• [WHAT YOU WILL DO]
Duplicate the lines below without any alteration.

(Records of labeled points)
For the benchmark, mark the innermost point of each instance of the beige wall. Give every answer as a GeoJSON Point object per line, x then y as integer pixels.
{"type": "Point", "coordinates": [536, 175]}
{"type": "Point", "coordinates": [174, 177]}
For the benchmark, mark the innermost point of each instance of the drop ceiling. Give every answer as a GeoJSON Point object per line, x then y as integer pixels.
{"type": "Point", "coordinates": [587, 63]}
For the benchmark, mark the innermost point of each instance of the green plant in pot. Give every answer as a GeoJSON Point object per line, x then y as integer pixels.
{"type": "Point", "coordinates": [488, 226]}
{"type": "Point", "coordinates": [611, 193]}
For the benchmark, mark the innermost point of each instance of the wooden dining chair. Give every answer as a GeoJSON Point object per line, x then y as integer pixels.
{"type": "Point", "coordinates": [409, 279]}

• [EXERCISE RESPONSE]
For the benchmark, mark the innermost point of each instance of the beige wall. Give every answer as a GeoJSON Point object per line, x then y as integer pixels.
{"type": "Point", "coordinates": [536, 175]}
{"type": "Point", "coordinates": [174, 177]}
For the benchmark, mark the innermost point of each instance of the drop ceiling. Give every answer as a GeoJSON Point object per line, x then y as integer pixels.
{"type": "Point", "coordinates": [587, 63]}
For the benchmark, mark the innermost point of each instance of the green plant in pot. Give every answer as a GeoJSON Point object per line, x then y as integer pixels.
{"type": "Point", "coordinates": [488, 226]}
{"type": "Point", "coordinates": [611, 193]}
For the benchmark, mark the innermost point of each instance of the wooden dining chair. Give every answer as a GeoJSON Point object per line, x then y as integer pixels.
{"type": "Point", "coordinates": [409, 279]}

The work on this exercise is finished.